YOUR TASK >> Extract each row below and reproduce every one of its lines verbatim.

Labeled-object pointing entries
:::
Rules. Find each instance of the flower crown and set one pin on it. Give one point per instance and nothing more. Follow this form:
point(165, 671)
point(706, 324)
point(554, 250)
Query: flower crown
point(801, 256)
:::
RESULT BELOW >>
Rules. Find each instance of the flower crown and set one pin on it. Give one point per instance and nothing more. Follow this form:
point(165, 671)
point(706, 324)
point(554, 250)
Query: flower crown
point(801, 256)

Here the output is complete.